This skill provides a structured workflow for disaster recovery (DR) planning, implementation, and testing. It guides teams through Business Impact Analysis, strategy selection, architecture design, runbook creation, testing, and ongoing maintenance. The workflow enforces measurable RTO/RPO goals and repeatable failover procedures to reduce outage risk and recovery time.

How this skill works

The skill inspects service criticality, captures RTO/RPO requirements, and maps them to appropriate DR strategies (Backup & Restore, Pilot Light, Warm Standby, Hot Standby, Multi-Active). It produces artifacts: BIA templates, strategy decisions, DR architecture diagrams, failover runbooks, test plans, and maintenance schedules. It also defines test types, metrics to validate RTO/RPO, and a cadence for reviews and updates.

When to use it

Design DR for new or existing services with uptime requirements
Translate business RTO/RPO requirements into technical strategy
Create runnable failover runbooks for on-call teams
Validate DR capability through scheduled tests and post-test reports
Maintain DR readiness across architecture and cost reviews

Best practices

Classify services into tiers (Tier 1–4) and assign specific RTO/RPO targets
Choose a strategy that balances RTO/RPO, cost, and operational complexity
Document precise pre-conditions, decision criteria, and step-by-step failover commands
Runtable and component tests frequently; run full production failover tests annually
Automate replication, monitoring, and synthetic checks; keep runbooks and diagrams versioned

Example use cases

Create a BIA for payment and customer-facing services to set Tier 1/2 requirements
Select Warm Standby for a customer portal to meet <1 hour RTO with acceptable cost
Build runbooks to promote read replicas and scale DR EKS clusters during failover
Run quarterly tabletop exercises and document gap-driven action items
Schedule daily replication monitoring and monthly cost reviews to prevent drift

FAQ

How do I pick a DR strategy for a service?

EXTRACTED MATERIAL.
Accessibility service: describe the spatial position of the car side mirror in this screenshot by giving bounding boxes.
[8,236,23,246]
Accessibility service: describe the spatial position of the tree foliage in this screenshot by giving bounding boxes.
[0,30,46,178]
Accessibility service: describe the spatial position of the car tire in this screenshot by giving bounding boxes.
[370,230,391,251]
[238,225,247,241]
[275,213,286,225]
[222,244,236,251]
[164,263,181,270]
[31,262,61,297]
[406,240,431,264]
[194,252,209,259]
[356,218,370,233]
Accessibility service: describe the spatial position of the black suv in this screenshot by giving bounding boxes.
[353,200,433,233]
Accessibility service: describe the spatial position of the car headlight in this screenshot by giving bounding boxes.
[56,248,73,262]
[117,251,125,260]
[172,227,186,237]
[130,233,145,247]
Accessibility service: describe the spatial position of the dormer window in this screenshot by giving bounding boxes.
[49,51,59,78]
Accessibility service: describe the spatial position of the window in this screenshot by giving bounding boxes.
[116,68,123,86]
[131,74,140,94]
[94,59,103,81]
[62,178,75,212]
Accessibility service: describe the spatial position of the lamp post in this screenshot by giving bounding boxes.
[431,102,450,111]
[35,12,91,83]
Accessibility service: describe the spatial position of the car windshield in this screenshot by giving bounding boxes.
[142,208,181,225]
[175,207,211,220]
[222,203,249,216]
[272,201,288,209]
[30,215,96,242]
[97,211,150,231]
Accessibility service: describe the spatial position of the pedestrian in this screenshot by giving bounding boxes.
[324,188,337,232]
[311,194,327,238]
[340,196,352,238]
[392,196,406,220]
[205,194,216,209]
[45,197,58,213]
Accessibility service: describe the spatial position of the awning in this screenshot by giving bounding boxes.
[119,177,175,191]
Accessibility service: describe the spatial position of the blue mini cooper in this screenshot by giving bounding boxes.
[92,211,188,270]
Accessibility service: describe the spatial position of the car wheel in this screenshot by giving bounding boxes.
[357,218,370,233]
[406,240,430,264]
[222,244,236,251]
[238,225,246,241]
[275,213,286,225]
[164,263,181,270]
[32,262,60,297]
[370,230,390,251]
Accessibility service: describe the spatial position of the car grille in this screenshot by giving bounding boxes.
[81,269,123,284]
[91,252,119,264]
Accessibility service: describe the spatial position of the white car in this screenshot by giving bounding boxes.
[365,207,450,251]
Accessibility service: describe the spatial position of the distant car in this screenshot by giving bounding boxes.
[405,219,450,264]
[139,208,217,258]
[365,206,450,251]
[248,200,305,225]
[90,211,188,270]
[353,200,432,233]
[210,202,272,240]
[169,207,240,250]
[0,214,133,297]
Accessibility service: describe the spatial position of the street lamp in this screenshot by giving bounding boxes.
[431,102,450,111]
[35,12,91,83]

REQUEST 1. In two sentences, what does the disaster recovery text say?
REQUEST 2. According to the disaster recovery text, how often should full production failover tests be run?
REQUEST 3. Write the next part of the disaster recovery text, starting right after its final line.

TASK RESULT 1. The text describes a structured workflow for disaster recovery planning, implementation, and testing. It covers steps from Business Impact Analysis through strategy selection, runbooks, testing, and maintenance, and it enforces measurable RTO/RPO goals and repeatable failover procedures to reduce outage risk and recovery time.

TASK RESULT 2. Annually.

TASK RESULT 3.
Start from the service tier and target RTO/RPO. Map those targets to strategies in the comparison table, then validate budget and operational complexity before selecting Pilot Light, Warm Standby, Hot Standby, or Multi-Active.

What test cadence should I follow?

Use a mix: tabletop quarterly, component monthly, partial quarterly, and at least one full production failover annually. Adjust frequency for higher-tier services or regulatory requirements.